*TASK STATEMENT:* Could you update every one of the items below by swapping "Drop" for "Place" and keeping everything else the same?

— Start of STORED RECORDS —

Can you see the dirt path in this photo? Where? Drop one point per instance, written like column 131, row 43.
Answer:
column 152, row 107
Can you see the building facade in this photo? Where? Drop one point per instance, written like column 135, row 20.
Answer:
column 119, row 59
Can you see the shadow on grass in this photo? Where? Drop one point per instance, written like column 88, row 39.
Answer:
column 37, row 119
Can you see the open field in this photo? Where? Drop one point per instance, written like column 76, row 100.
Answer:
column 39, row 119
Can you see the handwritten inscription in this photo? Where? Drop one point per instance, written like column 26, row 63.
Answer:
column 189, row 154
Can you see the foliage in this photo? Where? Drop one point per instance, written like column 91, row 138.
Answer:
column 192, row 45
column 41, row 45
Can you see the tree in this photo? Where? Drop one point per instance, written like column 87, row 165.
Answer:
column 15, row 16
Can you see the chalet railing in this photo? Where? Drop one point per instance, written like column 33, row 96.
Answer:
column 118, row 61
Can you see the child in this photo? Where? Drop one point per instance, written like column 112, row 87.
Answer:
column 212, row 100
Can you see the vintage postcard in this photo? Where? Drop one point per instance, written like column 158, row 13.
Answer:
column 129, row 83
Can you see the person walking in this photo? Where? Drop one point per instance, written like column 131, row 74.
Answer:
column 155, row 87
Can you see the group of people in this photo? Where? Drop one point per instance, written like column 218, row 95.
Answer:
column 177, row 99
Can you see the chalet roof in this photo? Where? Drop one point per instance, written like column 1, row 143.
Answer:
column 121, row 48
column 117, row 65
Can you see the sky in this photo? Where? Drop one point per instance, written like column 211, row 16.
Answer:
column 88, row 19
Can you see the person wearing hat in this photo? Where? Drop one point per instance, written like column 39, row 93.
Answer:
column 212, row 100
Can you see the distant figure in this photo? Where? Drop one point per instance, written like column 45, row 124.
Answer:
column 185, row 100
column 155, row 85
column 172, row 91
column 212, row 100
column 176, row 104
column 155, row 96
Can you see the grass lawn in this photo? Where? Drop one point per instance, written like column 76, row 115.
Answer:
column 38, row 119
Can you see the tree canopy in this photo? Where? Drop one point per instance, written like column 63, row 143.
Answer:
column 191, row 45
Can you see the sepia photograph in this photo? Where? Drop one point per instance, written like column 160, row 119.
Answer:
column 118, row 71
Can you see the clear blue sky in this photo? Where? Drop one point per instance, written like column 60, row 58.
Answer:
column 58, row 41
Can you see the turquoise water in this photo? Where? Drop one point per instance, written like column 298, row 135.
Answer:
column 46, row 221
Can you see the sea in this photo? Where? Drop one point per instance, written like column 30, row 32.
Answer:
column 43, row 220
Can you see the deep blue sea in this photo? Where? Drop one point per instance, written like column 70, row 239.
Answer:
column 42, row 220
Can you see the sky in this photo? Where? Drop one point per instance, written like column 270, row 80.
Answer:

— End of STORED RECORDS —

*RESPONSE BELOW:*
Can you see the dirt path in this photo? Where? Place one point per instance, written like column 131, row 43.
Answer:
column 152, row 107
Can you see the building facade in this photo? Where? Place one point per instance, written like column 135, row 20.
Answer:
column 119, row 59
Can you see the shadow on grass in this photo? Where? Place one point per instance, written like column 88, row 39.
Answer:
column 37, row 119
Can you see the open field in this photo? Where? Place one point per instance, written like column 76, row 100.
Answer:
column 39, row 119
Can you see the handwritten inscription in this photo? Where? Place one point per instance, written like column 26, row 63.
Answer:
column 189, row 154
Can you see the foliage in this photo? Where? Place one point per instance, written like column 91, row 138.
Answer:
column 192, row 45
column 41, row 45
Can you see the tree in this photo? Where? Place one point per instance, written like column 87, row 165.
Answer:
column 15, row 16
Can you see the chalet railing in this photo? Where? Place one point per instance, written like column 33, row 96.
Answer:
column 118, row 61
Can you see the child in this photo? Where? Place one point per instance, written like column 112, row 87.
Answer:
column 212, row 100
Can you see the vintage postcard in this photo? Where? Place one point per instance, written like column 158, row 13.
Answer:
column 129, row 83
Can you see the person walking in this photo? Where? Place one point per instance, written like column 131, row 74.
Answer:
column 155, row 87
Can you see the group of people in this photo? Where? Place one point per instance, written like column 218, row 95.
Answer:
column 177, row 99
Can you see the chalet roof in this photo? Where? Place one point per instance, written like column 1, row 143.
Answer:
column 121, row 48
column 117, row 65
Can you see the sky in this photo? Where? Place one point per instance, written like column 211, row 16.
Answer:
column 88, row 19
Can you see the person wearing hat in this photo? Where? Place one point per instance, written like column 39, row 93.
Answer:
column 212, row 100
Can you see the distant figure in this photo? Where? Place one point per instance, written like column 45, row 124.
Answer:
column 185, row 100
column 155, row 85
column 172, row 91
column 212, row 100
column 176, row 104
column 155, row 96
Can you see the grass lawn in this photo? Where? Place one point per instance, written like column 76, row 115.
Answer:
column 38, row 119
Can you see the tree canopy in this photo? Where? Place one point per instance, written like column 63, row 143.
Answer:
column 191, row 45
Can you see the sepia photograph in this photo? Where? Place one point per instance, written like column 160, row 119.
Answer:
column 118, row 71
Can you see the clear blue sky in this photo? Where? Place one point per instance, written like column 60, row 58.
Answer:
column 58, row 41
Can you see the turquoise water in this photo? Where? Place one point per instance, written like column 298, row 135.
Answer:
column 46, row 221
Can you see the sea in this photo? Where? Place one point per instance, written like column 30, row 32.
Answer:
column 43, row 220
Can you see the deep blue sea in this photo? Where? Place one point per instance, written like column 70, row 239.
Answer:
column 42, row 220
Can you see the sky in this photo? Where? Place one point per instance, written like column 270, row 80.
Answer:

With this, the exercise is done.